*EXERCISE AIM:* Print the listing below in its entirety, character for character.

--------------------------------

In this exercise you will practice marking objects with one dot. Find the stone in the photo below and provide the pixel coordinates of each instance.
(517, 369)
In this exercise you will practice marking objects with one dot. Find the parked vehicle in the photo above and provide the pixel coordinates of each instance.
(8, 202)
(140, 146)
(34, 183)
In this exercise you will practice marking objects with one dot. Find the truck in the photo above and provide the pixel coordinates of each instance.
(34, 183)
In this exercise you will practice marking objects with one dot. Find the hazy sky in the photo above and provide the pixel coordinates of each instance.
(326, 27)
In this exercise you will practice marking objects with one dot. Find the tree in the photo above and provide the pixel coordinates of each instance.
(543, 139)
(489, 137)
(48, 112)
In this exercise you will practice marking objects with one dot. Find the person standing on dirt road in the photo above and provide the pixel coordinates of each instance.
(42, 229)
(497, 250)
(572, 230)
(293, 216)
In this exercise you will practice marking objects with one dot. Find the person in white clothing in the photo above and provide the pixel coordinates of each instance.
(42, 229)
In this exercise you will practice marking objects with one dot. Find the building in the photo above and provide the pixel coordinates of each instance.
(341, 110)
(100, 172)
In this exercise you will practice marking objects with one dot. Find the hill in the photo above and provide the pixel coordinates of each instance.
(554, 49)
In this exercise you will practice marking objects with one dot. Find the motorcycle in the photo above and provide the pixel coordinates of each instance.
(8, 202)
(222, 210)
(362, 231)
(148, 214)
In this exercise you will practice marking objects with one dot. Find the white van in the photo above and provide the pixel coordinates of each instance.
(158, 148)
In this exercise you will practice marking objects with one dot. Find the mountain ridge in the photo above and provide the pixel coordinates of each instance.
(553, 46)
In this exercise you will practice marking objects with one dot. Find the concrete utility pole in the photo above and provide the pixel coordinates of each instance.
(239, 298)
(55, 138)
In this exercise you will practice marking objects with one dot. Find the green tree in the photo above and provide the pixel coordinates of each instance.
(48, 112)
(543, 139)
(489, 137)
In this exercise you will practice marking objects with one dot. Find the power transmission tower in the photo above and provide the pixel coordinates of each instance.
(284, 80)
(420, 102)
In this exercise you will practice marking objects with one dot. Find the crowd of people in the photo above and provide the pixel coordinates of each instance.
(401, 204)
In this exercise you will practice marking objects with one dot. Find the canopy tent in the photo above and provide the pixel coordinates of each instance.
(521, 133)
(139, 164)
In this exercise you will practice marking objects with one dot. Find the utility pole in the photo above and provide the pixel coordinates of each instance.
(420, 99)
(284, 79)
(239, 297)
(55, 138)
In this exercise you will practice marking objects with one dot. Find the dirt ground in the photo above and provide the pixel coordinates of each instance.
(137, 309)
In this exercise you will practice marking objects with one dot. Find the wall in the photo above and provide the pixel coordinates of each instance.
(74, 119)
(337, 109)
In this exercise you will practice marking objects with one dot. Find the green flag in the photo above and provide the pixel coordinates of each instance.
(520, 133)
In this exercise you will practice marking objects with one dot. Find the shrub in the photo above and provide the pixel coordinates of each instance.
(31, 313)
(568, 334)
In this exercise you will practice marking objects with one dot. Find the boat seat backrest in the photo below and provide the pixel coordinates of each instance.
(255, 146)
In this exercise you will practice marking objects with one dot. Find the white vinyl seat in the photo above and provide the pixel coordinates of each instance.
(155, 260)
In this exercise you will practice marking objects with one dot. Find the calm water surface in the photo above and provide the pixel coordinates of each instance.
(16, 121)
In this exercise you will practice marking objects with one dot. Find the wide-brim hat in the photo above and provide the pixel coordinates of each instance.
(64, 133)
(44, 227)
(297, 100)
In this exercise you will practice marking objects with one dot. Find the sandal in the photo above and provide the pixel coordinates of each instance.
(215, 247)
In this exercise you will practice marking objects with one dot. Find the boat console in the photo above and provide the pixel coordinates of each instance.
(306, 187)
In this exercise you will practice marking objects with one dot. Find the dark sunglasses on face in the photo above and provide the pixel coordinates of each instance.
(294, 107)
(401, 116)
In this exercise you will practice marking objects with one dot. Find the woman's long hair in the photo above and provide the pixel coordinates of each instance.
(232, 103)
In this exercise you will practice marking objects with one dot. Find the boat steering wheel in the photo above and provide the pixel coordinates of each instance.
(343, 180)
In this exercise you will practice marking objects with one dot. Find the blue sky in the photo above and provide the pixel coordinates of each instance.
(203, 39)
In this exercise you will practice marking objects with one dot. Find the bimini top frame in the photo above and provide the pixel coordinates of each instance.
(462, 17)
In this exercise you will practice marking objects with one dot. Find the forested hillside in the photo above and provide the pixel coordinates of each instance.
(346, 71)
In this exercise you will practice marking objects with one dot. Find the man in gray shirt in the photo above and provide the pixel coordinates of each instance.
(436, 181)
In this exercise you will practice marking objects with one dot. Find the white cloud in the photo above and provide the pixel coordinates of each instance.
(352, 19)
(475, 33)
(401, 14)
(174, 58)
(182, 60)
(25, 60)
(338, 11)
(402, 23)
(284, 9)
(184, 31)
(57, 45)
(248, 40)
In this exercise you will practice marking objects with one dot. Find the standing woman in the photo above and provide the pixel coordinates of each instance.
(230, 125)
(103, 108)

--------------------------------

*OUTPUT FOR THIS EXERCISE:*
In this exercise you will practice marking objects with one dot. Find the stone in the photo below and provide the pixel coordinates of each instance.
(517, 369)
In this exercise you will practice marking objects with one dot. Find the parked vehicle in the photo above and provide the pixel coordinates of each instance.
(8, 202)
(140, 146)
(34, 183)
In this exercise you will practice marking objects with one dot. Find the truck in the photo above and provide the pixel coordinates of each instance.
(34, 183)
In this exercise you will practice marking objects with one dot. Find the hazy sky in the photo above and provide the pixel coordinates of each instance.
(326, 27)
In this exercise you will practice marking objects with one dot. Find the tree in the photo above and provide the pixel coordinates of each instance.
(543, 139)
(489, 137)
(48, 112)
In this exercise you will practice marking objects with one dot. Find the person standing on dirt road in the photo above and provide the pixel coordinates of each instance.
(42, 229)
(497, 250)
(572, 230)
(293, 216)
In this exercise you will practice marking objects with one dot. Find the person in white clothing in the photo above and provide the pixel coordinates of each instance.
(42, 229)
In this exercise you will practice marking objects with one dot. Find the building in the photo above and provide the pixel coordinates of each instance.
(341, 110)
(100, 172)
In this exercise you will practice marking objects with one dot. Find the hill in the photo above and provide the pixel coordinates of each instance.
(554, 49)
In this exercise you will practice marking objects with one dot. Find the motorcycle in the photo above and provide the pixel coordinates of each instance.
(8, 202)
(222, 210)
(362, 231)
(148, 214)
In this exercise you will practice marking objects with one dot. Find the white van in the photo above and provide the pixel coordinates of each instance.
(158, 148)
In this exercise you will practice marking objects with one dot. Find the mountain ridge in the photo above and provide the pixel coordinates of each instance.
(553, 46)
In this exercise you will practice marking objects with one dot. Find the concrete utility pole in the photo above and provide the pixel coordinates of each instance.
(239, 298)
(55, 138)
In this exercise you will practice marking objects with one dot. Find the green tree in the photo above and provide the pixel coordinates of each instance.
(48, 112)
(543, 139)
(489, 137)
In this exercise you will practice marking objects with one dot. Find the power transmission tower in the photo above and provide the pixel coordinates of each instance.
(284, 80)
(420, 102)
In this exercise you will practice marking objects with one dot. Find the crowd of people in the photo above and provide the pixel coordinates of each instance.
(401, 204)
In this exercise you will practice marking objects with one dot. Find the canopy tent in the photo above and provide the pixel coordinates of each instance.
(521, 133)
(139, 164)
In this exercise you will practice marking objects with one dot. Find the utility pole in the photo above and provide the pixel coordinates of each instance.
(420, 99)
(284, 79)
(239, 297)
(55, 138)
In this exercise you will practice marking objects with one dot. Find the dirt ground in the photo above and provide the pixel coordinates of each instance.
(137, 309)
In this exercise you will practice marking objects with one dot. Find the wall in the photo above and provide the pixel coordinates of each instance.
(74, 119)
(337, 109)
In this exercise you will practice marking objects with one dot. Find the green flag in the photo above and provide the pixel coordinates of each instance.
(520, 133)
In this exercise you will practice marking objects with one dot. Find the shrub in the photo above and provide the pixel coordinates of each instance.
(31, 313)
(568, 334)
In this exercise you will practice marking objects with one dot. Find the boat seat backrest in the photo below and provide the pixel coordinates of each instance.
(255, 146)
In this exercise you will practice marking objects with one dot. Find the white vinyl seat in the photo above and provide the pixel coordinates of each instance.
(155, 260)
In this exercise you will practice marking objects with one dot. Find the calm water surface in the photo above and provide the pixel coordinates of each instance.
(16, 121)
In this exercise you will practice marking objects with one dot. Find the wide-brim hat in the photo above and provide the pixel coordinates of each instance.
(64, 133)
(44, 227)
(297, 100)
In this exercise you will practice marking objects with one dot. Find the sandal in the photo above and provide the pixel coordinates of each instance.
(215, 247)
In this exercise you will practice marking objects with one dot. Find the boat console in the photo above and provide the pixel coordinates of each instance.
(306, 187)
In this exercise you will practice marking objects with one dot. Find the dark sunglasses on face in the photo above and provide the pixel coordinates of each instance.
(294, 107)
(401, 116)
In this exercise you will practice marking objects with one dot. Find the woman's long hair in the photo above and provide the pixel coordinates of each instance.
(232, 103)
In this exercise you will practice marking objects with one dot. Find the boat steering wheel in the photo above and provide the pixel coordinates of each instance.
(343, 180)
In this exercise you will practice marking objects with one dot. Find the blue sky in the photo above and provide the pixel coordinates of each instance.
(203, 39)
In this exercise you will practice marking objects with one dot. Find the bimini top frame in the photo above and provide the pixel coordinates of each instance.
(462, 17)
In this exercise you will practice marking objects with one dot. Find the forested hillside in the photo above and provide the pixel coordinates of each instance.
(346, 71)
In this exercise you will practice marking objects with one dot. Find the man in gray shirt in the photo above and provide the pixel coordinates of each instance.
(436, 181)
In this exercise you will practice marking objects with one dot. Find the white cloud in the photo above and provide the pixel coordinates of each instance.
(352, 19)
(475, 33)
(401, 14)
(174, 58)
(182, 60)
(25, 60)
(338, 11)
(402, 23)
(284, 9)
(184, 31)
(57, 45)
(248, 40)
In this exercise you will practice marking objects with one dot. Find the standing woman in the photo above and provide the pixel coordinates of each instance.
(230, 125)
(103, 108)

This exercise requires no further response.